The Art of Staying Series: Post 1 - Coming Home to Safety

Why Intensity Feels Like Connection When The Nervous System Doesn’t Yet Trust Calm

For nearly half my life, I lived dissociated— mostly unaware that I was doing so. And when that fog began to lift, and I became aware of this pattern, it didn't arrive with drama or revelation. It arrived as a quiet noticing.

I began to see a repeated pull toward intensity. Toward people, experiences, or emotions that lit me up - not because they always naturally appealed to me, or were true desires, but because the stimulation itself felt familiar in some way. What I was often responding to wasn’t attraction so much as a nervous system reaching for activation, shaped by unmet needs and uneven regulation. Learning to recognize that distinction — and to find pleasure inside steadiness rather than escape from it — has been one of the most subtle and transformative shifts of my life.

Many of us, with untended childhood wounding patterns can identify with this. That is why I am sharing it. Because until we do, we often mistake intensity for connection— and confuse nervous-system activation with intimacy.

And it’s important to be precise here.

When I use the word intensity, we’re not talking about passion, desire, erotic charge, excitement, creativity, or adventure.

Those are healthy.

Those are life-giving.

Those belong in a fully lived body.

The intensity I’m speaking about here is something quieter — and far more common.

It’s the kind of intensity that shows up when you feel more engaged waiting for a response than resting once it arrives— when a little uncertainty keeps you leaning forward, alert, and emotionally tuned in.

--- Supplied material ---
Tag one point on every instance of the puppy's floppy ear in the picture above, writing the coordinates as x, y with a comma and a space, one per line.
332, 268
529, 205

==

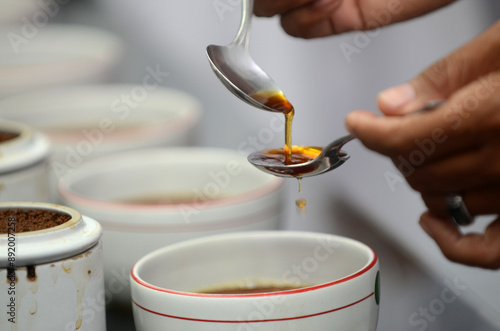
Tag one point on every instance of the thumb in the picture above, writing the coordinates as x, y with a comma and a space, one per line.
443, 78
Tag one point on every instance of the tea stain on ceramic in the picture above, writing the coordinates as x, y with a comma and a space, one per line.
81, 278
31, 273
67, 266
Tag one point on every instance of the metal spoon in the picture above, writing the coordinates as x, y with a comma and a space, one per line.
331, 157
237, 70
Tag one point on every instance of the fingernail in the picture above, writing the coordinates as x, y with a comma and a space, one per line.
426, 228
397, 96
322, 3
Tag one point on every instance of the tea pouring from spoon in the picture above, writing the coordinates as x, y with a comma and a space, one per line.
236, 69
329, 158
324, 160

--- Problem to work on ---
Extend the essay on mistaking intensity for connection, picking up right after its last sentence.

--- Task result ---
It looks like:

    •    feeling closest during conflict, crisis, or emotional processing

    •    bonding through late-night confessions or shared dysregulation

    •    feeling chemistry when something is unresolved or at risk

    •    tracking moods, waiting for responses, reading between the lines

    •    mistaking emotional charge (anxiety + hope) for intimacy

    •    feeling flat or disconnected when things are steady and predictable

This kind of intensity isn’t fantasy.

It’s activation.

And for a nervous system shaped by unpredictability, activation once meant:

I’m inside the connection.

I’m relevant.

I’m desired.

I’m needed.

I’m not being forgotten.

I have value.

For a long time, stimulation was how closeness registered in my body.

It was how I felt valuable.

How I felt chosen.

How I knew I mattered in real time.

So when calm appeared— steady, warm, uneventful— my body didn’t recognize it as safety.

It recognized it as absence.

As lacking.

Not because calm was wrong, but because my nervous system learned intimacy through alertness, not regulation. Calm didn’t feel reassuring because it wasn’t resonant with the baseline I developed when I was young. It felt dull. Empty. Disconnected. Like something essential had gone missing.

This is also where the roots of trauma bonding live— not in a love of pain, but in a nervous system that learned to associate connection with activation, rupture, and relief. When closeness repeatedly arrives after distress, the body begins to read intensity as intimacy, and calm as disconnection or boredom — even when nothing is actually wrong.

And this is where many people get confused.

Because when the nervous system begins to settle— when volatility fades and urgency softens— it can feel like something essential is lost or missing. Calm may arrive as restlessness, numbness, grief, or a craving for stimulation— not because safety is empty, but because it can feel dull or disconnected before the body learns how to live inside it. And until that shifts and regulation begins to feel safe, you will find yourself looping this pattern over and over again subconsciously. Each time robbing you of the very presence, peace, and real safety that you crave.

Because beneath that flatness — that feeling that something is missing— there’s often a quieter fear: that if nothing is happening— if no one is pulling, responding, or reacting— that the connection might fade and will not hold.

That you won’t hold.

If you learned early on to anticipate, attune, or manage emotional environments, your body adapted intelligently to help you survive.

It learned to stay alert.

To read subtle cues.

To associate depth with charge.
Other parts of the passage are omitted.